**Extracted text:**
###

Around 100 people with gunshot wounds were treated at Kamal Adwan Hospital in Gaza City, the New York Times reported. The hospital also received the bodies of 12 people who had been shot and killed. More than 150 patients, many with shooting injuries, were being treated at al-Awda Hospital in northern Gaza, as Dr. Mohammed Salha, the hospital’s acting director, told the Associated Press.

A later press conference by Rear Adm. Daniel Hagari, an IDF spokesperson, mentioned that the IDF fired warning shots but blamed casualties on people trampling each other as they tried to get access to food and supplies. He denied that there was an Israeli strike on the convoy of 38 trucks.

One Palestinian eyewitness, Kamel Abu Nahel, told the Associated Press that Israeli troops fired initial shots which scattered the crowd. After the shooting stopped and people returned, Abu Nahel said, troops opened fire again. He was shot in the leg and is being treated at Shifa hospital.

The information landscape in Gaza is extremely challenging. Foreign reporters have not been able to enter the area during the ongoing operations since October 7, and details of exactly what happened are still coming to light.

But what we do know is that Israel has repeatedly attacked, blocked, and destroyed humanitarian infrastructure and access throughout the war.

How desperate is the situation in northern Gaza?

Northern Gaza is where the IDF began its initial ground invasion in October; Israel targeted Gaza City as a Hamas stronghold. Though much of the population has been displaced to southern Gaza, there are still thousands of civilians in the area, and they have not had adequate aid distribution in around two months, Jeremy Konyndyk, the president of Refugees International, told Vox.

“The biggest obstacle has simply been that the Israeli government has, for the most part, denied aid groups access to that part of the territory,” he told Vox.

The UN organization that is usually in charge of distributing aid to Palestine, UNRWA, cannot operate in the area for safety reasons. And aid workers have said they’ve found trying to work with Israel to get aid into Gaza all but impossible.

###

**Listed entries:**

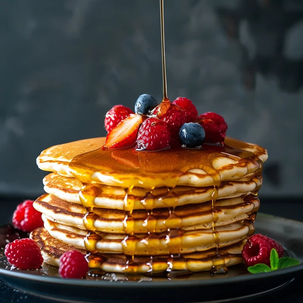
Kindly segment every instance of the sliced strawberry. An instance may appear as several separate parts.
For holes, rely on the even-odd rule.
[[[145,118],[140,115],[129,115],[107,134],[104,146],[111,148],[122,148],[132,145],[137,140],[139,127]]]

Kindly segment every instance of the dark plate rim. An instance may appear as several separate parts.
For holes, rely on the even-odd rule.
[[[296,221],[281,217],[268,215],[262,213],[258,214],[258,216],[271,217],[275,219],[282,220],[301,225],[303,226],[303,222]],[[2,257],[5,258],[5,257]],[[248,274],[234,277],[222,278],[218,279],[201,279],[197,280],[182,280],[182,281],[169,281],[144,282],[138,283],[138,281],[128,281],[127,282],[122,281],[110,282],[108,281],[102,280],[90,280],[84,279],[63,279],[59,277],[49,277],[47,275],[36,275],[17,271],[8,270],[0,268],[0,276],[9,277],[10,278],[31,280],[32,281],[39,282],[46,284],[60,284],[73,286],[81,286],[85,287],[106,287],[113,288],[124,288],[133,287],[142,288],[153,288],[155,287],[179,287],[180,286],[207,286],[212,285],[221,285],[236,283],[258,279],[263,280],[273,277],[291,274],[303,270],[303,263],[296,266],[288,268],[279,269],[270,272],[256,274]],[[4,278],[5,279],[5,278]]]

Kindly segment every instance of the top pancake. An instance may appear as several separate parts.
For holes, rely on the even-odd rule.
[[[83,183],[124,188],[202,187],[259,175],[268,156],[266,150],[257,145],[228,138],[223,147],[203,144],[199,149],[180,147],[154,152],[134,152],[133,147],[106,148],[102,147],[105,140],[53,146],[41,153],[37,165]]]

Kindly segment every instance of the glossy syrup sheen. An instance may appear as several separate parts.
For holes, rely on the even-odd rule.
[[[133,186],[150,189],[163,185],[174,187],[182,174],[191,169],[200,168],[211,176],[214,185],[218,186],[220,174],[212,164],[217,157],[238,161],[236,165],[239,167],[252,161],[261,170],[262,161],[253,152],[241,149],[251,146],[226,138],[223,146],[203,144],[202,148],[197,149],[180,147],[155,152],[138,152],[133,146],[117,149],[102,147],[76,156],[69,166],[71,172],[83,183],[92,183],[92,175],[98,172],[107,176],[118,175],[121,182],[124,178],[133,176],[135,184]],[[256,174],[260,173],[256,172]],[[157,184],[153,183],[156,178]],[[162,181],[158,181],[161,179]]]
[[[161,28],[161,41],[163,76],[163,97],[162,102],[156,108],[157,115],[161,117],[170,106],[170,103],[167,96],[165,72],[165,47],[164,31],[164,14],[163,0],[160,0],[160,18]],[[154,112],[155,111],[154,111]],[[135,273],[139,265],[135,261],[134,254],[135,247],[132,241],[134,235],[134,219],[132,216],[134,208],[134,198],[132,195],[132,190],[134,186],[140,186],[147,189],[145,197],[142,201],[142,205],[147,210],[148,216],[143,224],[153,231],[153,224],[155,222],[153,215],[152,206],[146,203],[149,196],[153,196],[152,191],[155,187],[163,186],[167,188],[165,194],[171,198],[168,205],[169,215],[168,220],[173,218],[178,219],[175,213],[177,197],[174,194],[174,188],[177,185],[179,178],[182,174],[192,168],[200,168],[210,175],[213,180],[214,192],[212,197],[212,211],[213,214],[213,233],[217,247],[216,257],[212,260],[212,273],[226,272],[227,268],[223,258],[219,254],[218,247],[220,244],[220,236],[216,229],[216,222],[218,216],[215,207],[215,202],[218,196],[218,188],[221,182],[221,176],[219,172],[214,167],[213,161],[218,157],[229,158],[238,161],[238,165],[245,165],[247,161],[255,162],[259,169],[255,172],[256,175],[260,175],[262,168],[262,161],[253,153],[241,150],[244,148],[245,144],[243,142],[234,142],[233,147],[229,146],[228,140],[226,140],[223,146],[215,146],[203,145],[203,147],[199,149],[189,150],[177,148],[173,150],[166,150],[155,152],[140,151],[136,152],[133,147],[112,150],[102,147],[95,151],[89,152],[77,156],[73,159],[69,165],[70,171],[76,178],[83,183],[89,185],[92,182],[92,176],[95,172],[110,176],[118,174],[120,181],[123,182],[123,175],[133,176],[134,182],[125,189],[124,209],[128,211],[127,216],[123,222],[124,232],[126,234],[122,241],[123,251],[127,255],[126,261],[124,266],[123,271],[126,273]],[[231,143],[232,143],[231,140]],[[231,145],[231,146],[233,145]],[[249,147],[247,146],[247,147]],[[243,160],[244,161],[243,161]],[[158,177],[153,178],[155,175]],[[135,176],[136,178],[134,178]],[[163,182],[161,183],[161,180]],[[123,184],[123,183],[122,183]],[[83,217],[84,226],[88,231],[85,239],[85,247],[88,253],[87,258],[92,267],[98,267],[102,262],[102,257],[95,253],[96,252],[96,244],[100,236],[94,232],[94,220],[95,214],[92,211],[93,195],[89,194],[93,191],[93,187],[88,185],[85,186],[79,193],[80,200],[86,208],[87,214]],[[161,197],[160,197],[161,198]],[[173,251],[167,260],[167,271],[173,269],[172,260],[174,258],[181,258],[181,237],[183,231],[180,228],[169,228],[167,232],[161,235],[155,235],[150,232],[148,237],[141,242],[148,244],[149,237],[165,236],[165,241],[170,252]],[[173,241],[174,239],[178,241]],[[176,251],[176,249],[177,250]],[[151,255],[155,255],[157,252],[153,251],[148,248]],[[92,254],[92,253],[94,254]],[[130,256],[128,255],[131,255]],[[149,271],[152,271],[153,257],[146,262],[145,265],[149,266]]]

###

**Exercise brief:** Reproduce the passage of the Gaza text above from "But what we" up to and including "he told Vox.".

**The answer:**
But what we do know is that Israel has repeatedly attacked, blocked, and destroyed humanitarian infrastructure and access throughout the war.

How desperate is the situation in northern Gaza?

Northern Gaza is where the IDF began its initial ground invasion in October; Israel targeted Gaza City as a Hamas stronghold. Though much of the population has been displaced to southern Gaza, there are still thousands of civilians in the area, and they have not had adequate aid distribution in around two months, Jeremy Konyndyk, the president of Refugees International, told Vox.

“The biggest obstacle has simply been that the Israeli government has, for the most part, denied aid groups access to that part of the territory,” he told Vox.